Text to read:
====
Friday, December 16, 2011

Sadly appropriate. Why The Artist 'deserves' to win at this year's Oscars.

Barring a box office blow-out by War Horse or The Girl With the Dragon Tattoo, and/or stunningly good reviews for the still-hidden Extremely Loud and Incredibly Close, it does look like this year's Oscar race is all-but finished, with the presumptive winner being The Artist.  And I can think of no more fitting choice.  No, I don't think it's the best film of the year. I don't even think it's very good (review).   The reasons I don't like it are ironically why it makes tragic sense to anoint it as the 'film of the year' in 2011.  It is, I'll presume accidentally, indicative of much of what ails the entertainment industry at this very moment.  It celebrates what is hurting the industry, so it makes sense that the industry would celebrate it in turn.  

In a culture ever-more gripped by the need to replicate art of the past, ever consumed by nostalgia for the entertainment they used to consume in their youth, The Artist is the perfect choice.  In an entertainment industry gripped by a sense of entitlement, fully believing in the idea that once you're famous or successful that you've earned the right to always be famous and that renewed glory is just a mandated comeback away, The Artist is the perfect choice.  In a studio system so afraid of originality at the top levels that they relentlessly remake, reboot, and rehash films and properties for no other reason than that the token recognition factor gives them a marketing edge, The Artist is the perfect choice.  In a Hollywood where pundits and bloggers endlessly wonder why the stars of yesterday aren't somehow magically every bit as famous and successful as they were in their peak years, The Artist is the perfect choice.  In a time when whole films are constructed for no other purpose than to emulate a genre or a sub-genre of a bygone era with no insight or artistry of their own, The Artist is the perfect choice.  In a time when everything is treated like a horse race, where The Artist became the presumptive front-runner purely by virtue of winning the first major critic's group award, The Artist is the perfect choice.

The Artist
is not a terrible film, nor is it an evil film.  But it is a mediocre film with token entertainment value, but whose widespread acclaim is at least partially rooted in the very things that most seriously threaten the industry that rejoices for it.  And I would argue that perhaps some of the adulation is because it celebrates this way of thinking.  It celebrates the theoretical bygone era for no other reason than said era is indeed bygone, it celebrates the idea that once you're famous you should always be famous, it celebrates the notion that no concept can or should go out of fashion when a comeback/reboot can bring it back to the forefront, and it celebrates the mere act of mimicry as something worthy of praise.  In an insane time, The Artist is an appropriately insane choice.

Scott Mendelson      


Shemoviegeek said...
====
Dataset content:
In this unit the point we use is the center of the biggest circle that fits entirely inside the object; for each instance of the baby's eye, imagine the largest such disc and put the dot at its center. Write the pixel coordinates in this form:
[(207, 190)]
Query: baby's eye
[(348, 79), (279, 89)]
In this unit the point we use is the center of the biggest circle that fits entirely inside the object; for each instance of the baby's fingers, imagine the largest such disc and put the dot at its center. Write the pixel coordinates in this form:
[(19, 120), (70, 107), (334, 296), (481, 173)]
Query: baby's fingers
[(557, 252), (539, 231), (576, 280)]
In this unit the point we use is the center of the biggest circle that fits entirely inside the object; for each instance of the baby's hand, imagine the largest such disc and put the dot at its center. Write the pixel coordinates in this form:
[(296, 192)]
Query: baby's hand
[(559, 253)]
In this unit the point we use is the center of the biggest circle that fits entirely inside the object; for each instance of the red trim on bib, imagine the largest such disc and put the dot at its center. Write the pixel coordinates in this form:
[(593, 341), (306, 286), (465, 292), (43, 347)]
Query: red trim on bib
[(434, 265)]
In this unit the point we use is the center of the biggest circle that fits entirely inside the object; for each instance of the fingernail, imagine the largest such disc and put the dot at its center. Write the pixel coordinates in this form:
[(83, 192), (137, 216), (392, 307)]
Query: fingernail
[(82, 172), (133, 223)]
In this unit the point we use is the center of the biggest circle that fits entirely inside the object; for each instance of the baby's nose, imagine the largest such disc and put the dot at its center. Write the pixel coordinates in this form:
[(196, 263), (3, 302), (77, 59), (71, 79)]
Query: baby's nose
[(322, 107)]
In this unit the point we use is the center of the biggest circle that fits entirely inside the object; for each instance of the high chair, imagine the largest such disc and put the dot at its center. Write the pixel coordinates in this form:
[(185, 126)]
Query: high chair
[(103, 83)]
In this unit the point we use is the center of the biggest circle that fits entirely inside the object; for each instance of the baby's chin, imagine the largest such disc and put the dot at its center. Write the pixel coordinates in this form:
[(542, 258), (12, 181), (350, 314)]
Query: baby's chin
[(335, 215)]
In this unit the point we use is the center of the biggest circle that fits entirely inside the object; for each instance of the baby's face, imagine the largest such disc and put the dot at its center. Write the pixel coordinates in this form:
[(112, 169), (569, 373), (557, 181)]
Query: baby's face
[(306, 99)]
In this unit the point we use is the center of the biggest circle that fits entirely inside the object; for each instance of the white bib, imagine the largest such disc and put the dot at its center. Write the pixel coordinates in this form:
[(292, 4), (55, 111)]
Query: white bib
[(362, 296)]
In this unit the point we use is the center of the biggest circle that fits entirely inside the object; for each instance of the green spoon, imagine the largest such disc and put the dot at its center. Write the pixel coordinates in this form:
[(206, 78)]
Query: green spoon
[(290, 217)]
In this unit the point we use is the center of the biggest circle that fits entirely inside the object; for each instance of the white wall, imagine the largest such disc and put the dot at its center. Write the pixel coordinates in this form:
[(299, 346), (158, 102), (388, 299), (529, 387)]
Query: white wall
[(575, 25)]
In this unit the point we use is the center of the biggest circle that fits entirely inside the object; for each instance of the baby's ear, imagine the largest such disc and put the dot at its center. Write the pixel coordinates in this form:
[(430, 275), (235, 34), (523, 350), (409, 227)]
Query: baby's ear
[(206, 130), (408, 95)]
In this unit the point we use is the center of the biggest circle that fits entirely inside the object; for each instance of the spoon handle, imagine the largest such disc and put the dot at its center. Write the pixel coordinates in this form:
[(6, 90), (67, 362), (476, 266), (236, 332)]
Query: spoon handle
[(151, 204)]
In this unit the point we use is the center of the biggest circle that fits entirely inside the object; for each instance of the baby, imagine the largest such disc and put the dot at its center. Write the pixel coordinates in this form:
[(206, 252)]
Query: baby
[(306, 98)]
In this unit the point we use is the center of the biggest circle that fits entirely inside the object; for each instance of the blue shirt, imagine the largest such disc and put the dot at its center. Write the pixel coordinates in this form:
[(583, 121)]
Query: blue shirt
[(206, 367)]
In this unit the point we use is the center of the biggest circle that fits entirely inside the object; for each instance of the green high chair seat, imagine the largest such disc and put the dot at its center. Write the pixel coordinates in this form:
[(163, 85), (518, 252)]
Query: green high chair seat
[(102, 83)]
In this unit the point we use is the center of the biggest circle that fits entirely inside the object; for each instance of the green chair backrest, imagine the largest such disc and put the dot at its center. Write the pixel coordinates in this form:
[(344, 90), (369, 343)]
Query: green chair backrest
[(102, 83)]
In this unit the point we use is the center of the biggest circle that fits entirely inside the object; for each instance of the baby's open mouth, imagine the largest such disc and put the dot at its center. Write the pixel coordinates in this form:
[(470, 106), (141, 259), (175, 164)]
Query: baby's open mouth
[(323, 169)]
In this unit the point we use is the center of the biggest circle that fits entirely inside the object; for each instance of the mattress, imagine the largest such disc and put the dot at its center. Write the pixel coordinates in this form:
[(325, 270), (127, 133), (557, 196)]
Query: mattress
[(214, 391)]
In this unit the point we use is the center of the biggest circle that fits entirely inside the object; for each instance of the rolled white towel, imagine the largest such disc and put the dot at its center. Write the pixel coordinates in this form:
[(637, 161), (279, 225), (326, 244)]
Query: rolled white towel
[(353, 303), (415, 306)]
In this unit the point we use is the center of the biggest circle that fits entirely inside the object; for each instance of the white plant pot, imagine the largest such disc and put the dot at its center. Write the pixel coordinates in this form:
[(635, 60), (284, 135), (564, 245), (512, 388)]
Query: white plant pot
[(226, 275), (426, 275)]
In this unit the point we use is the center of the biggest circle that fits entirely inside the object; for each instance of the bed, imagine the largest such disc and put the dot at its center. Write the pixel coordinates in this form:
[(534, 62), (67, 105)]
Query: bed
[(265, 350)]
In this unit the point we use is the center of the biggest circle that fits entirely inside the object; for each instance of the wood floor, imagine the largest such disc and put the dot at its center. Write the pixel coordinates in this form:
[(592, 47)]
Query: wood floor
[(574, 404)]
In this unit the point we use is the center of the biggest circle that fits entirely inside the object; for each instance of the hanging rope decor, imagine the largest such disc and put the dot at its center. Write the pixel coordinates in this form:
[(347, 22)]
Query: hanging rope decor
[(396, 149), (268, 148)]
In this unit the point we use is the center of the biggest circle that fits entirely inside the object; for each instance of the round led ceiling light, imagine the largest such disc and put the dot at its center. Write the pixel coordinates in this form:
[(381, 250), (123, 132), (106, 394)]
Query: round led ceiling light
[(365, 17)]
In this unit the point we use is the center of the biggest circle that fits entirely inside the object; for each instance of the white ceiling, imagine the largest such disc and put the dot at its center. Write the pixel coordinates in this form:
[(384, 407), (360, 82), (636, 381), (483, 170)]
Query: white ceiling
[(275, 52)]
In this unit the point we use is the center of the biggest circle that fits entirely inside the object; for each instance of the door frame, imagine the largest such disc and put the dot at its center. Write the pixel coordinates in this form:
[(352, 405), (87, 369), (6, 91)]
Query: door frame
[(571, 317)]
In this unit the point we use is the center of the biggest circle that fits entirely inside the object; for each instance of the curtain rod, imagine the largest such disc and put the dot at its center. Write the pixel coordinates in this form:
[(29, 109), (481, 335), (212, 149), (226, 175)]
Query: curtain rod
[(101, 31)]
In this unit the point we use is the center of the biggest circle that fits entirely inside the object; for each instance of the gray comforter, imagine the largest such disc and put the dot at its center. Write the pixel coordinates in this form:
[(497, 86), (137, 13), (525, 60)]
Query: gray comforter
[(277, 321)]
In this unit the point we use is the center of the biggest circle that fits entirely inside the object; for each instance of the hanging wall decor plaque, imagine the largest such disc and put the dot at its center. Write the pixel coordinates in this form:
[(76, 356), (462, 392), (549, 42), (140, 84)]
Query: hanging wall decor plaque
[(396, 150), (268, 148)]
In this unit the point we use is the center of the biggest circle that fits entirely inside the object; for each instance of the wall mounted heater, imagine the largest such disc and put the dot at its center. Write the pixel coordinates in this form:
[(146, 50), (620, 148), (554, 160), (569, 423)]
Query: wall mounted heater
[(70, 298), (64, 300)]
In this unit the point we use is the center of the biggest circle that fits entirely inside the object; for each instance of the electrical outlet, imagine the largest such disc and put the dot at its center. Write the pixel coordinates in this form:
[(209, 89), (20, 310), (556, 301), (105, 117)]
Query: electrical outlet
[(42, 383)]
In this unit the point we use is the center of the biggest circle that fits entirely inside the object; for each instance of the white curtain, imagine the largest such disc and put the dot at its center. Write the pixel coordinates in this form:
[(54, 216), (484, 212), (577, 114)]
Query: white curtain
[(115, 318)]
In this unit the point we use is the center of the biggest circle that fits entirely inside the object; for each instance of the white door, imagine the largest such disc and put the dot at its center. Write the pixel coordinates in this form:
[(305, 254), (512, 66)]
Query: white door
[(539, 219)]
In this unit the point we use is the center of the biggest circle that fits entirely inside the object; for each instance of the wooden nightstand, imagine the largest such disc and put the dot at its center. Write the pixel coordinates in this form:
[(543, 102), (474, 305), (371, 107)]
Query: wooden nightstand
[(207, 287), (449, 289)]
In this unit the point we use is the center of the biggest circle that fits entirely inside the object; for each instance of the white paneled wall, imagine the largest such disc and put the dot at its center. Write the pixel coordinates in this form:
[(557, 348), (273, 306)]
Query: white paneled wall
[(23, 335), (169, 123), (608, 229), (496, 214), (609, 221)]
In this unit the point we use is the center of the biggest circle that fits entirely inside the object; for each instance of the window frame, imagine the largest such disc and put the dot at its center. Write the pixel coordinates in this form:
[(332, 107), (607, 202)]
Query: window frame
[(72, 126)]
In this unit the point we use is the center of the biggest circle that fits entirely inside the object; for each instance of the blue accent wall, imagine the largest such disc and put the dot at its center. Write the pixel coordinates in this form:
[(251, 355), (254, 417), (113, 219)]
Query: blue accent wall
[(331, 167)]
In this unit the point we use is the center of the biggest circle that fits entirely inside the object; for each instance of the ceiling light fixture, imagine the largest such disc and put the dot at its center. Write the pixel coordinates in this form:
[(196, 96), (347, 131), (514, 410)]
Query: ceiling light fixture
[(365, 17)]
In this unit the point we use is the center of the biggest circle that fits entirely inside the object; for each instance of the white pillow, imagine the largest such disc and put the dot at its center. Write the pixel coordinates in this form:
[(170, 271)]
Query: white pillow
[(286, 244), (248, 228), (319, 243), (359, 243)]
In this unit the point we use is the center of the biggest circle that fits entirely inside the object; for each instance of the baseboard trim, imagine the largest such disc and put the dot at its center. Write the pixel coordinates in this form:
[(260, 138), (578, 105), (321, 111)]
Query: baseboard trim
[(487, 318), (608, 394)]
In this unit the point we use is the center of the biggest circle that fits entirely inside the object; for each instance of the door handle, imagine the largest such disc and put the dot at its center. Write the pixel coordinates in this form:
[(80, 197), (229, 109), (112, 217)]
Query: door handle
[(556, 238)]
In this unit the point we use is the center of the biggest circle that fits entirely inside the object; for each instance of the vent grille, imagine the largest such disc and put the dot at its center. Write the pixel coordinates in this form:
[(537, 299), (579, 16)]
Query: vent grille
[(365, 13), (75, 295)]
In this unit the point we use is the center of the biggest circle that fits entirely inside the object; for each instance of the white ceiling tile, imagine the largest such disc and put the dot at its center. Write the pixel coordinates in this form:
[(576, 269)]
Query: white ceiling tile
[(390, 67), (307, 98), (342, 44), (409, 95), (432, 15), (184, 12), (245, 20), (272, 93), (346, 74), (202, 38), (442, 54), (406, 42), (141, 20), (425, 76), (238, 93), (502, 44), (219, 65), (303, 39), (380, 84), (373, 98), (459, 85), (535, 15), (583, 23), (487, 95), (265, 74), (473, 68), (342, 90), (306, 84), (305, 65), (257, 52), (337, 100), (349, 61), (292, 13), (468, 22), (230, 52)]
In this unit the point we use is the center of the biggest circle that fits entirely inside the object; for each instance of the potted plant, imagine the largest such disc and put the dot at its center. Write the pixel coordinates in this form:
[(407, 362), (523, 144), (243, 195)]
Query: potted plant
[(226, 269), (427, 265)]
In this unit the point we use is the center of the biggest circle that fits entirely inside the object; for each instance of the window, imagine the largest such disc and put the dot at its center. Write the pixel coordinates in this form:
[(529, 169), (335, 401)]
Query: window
====
Exercises:
A – Please answer these three questions about the blog post on The Artist:
(i) What event made The Artist the presumptive front-runner?
(ii) Which three other films does the post name as possible upsets to the Oscar race?
(iii) In the paragraph that begins "is not a terrible film," what kind of film does the post call The Artist?
B – Pick up the blog post on The Artist right after its final line, and keep writing in the same vein.

Results for each task:
A –
(i) It won the first major critic's group award.
(ii) War Horse, The Girl With the Dragon Tattoo, and Extremely Loud and Incredibly Close.
(iii) A mediocre film with token entertainment value.

B –
I agree with you, and think that it will win just because of the concept of "old-school-artsy" attached to it more than its merits as a film itself. Specially in the entertainment industry, people can be very hypocritically snob about what they really like, it would look "bad" on you not to support this film if you are a real "film buff ". At the same time I do appreciate the freshness behind this concept. This year has given us films like this, Drive, or even The Muppets, which are very unique on their own way and are examples of what can be achieved with only traditional film making techniques in this CGI numbed era.

Geha714 said...

Well said, Mr. Mendelson.

Andrew Davies said...

I haven't seen The Artist yet but the backlash against it makes me feel like I shouldn't like the film, which is sad. What makes me most sad about the backlash is I don't think the director made the film to win awards or felt he was making any grand statement about life. I think he was just interested in making a silent movie in 2011, while at the same time giving it a meta quality by making the lead character a silent film star. The film should be judged on how well it does what it sets out to do. I think there is a certain artistry in being able to capture a particular kind of genre or filmmaking. I also think there's artistry in being able to entertain people, to provide enjoyment. If "The Artist" does these things then I'll be satisfied.

Scott Mendelson said...

It's a tough line to walk, but I didn't hate The Artist, and the thoughts above were more about why it's being overpraised and held up as something more than it is. I did do a full review of the film late last night, which details what did and didn't work about it. As I stated above, I don't believe the director attempted to cash in on the 'vibe' and I do believe he just wanted to make a fun silent picture. But I do believe that the reception is more about what the film represents rather than the quality of the picture itself, which is merely so-so. There are films which I believe are objectively bad, but this isn't one of them. I just think it's being wildly overpraised, and I was tossing out my reasons why.

Maxwell H said...

I don't even know how to process this. I agree that The Artist isn't a great film (I like it a tad more than you), however your piece and your comments below cynically assumes why people are liking this and forgoes the notion that perhaps all of the critics have bestowed it stellar reviews and the awards groups that are selecting it as best of the year perhaps just actually think it is that good and deserving of the title?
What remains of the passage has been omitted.